++++ DOKUMEN

Ternyata ini Sosok Wanita Pertama yang Masuk Surga Selain Ummul Mukminin
Selain Ummul Mukminin, wanita ini adalah orang pertama yang memasuki surga.
Surga merupakan tempat terbaik di akhirat yang dipenuhi dengan berbagai kenikmatan. Surga disediakan untuk hamba-hamba Allah SWT yang senantiasa taat kepada-Nya. Ada sebuah kisah menarik mengenai wanita pertama yang masuk surga yang diceritakan oleh Rasulullah SAW. Dalam kisah tersebut, Rasulullah SAW menjelaskan tentang para wanita menjadi yang pertama memasuki surga, di luar ummul mukminin. Yang menarik, wanita ini adalah sosok biasa yang mungkin tidak dikenal luas. Namun, ia berhasil meraih kedudukan yang mulia di hari kiamat, bahkan setara dengan ummul mukminin.
Wanita tersebut menjadi orang pertama yang memasuki surga, sama halnya dengan Ummul Mukminin. Pertanyaannya, siapakah wanita yang beruntung ini? Mari kita simak penjelasannya lebih lanjut di bawah ini.
Wanita Pertama yang Masuk Surga Setelah Ummul Mukminin
Mengutip fimela.com, Rasulullah SAW menjelaskan tentang wanita yang akan menjadi yang pertama kali masuk surga setelah Ummul Mukminin. "Ya Rasulullah, beritahu padaku siapa wanita yang beruntung masuk surga untuk pertama kali selain Ummul Mukminin?" Sebagai informasi, Ummul Mukminin adalah wanita-wanita yang telah dijamin untuk masuk surga. Hal ini sejalan dengan sabda Rasulullah, "Pemuka wanita ahli surga ada empat. Ia adalah Maryam binti Imran, Fatimah binti Rasulullah SAW, Khadijah binti Khawailid dan Asiyah." (HR. Hakim dan Muslim).
Dalam menjawab pertanyaan putrinya, Rasulullah menyebutkan bahwa wanita pertama yang masuk surga adalah seorang wanita terhormat yang tinggal di pinggiran kota Madinah pada zamannya, yang bernama Mutiah. Rasulullah berkata kepada Fatimah, "Wahai Fatimah, jika engkau ingin mengetahui wanita pertama yang masuk surga selain Ummul Mukminin, ia adalah Ummu Mutiah."

++++++++
++++ BAGIAN DATA

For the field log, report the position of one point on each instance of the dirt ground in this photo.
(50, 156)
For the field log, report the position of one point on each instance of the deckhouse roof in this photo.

++++++++

## YANG DITANYAKAN
a. Mengapa kisah wanita tersebut disebut menarik dalam teks tentang wanita pertama yang masuk surga? Jawab dalam satu sampai tiga kalimat.
b. Ubah bagian teks tentang wanita pertama yang masuk surga yang dimulai dari "Wanita tersebut menjadi" dan berakhir pada "Hakim dan Muslim).". Ganti "beruntung" dengan "mujur".

## JAWABAN LATIHAN
a. Wanita itu hanyalah sosok biasa yang mungkin tidak dikenal luas. Namun, ia berhasil meraih kedudukan yang mulia di hari kiamat, bahkan setara dengan ummul mukminin.

b.
Wanita tersebut menjadi orang pertama yang memasuki surga, sama halnya dengan Ummul Mukminin. Pertanyaannya, siapakah wanita yang mujur ini? Mari kita simak penjelasannya lebih lanjut di bawah ini.
Wanita Pertama yang Masuk Surga Setelah Ummul Mukminin
Mengutip fimela.com, Rasulullah SAW menjelaskan tentang wanita yang akan menjadi yang pertama kali masuk surga setelah Ummul Mukminin. "Ya Rasulullah, beritahu padaku siapa wanita yang mujur masuk surga untuk pertama kali selain Ummul Mukminin?" Sebagai informasi, Ummul Mukminin adalah wanita-wanita yang telah dijamin untuk masuk surga. Hal ini sejalan dengan sabda Rasulullah, "Pemuka wanita ahli surga ada empat. Ia adalah Maryam binti Imran, Fatimah binti Rasulullah SAW, Khadijah binti Khawailid dan Asiyah." (HR. Hakim dan Muslim).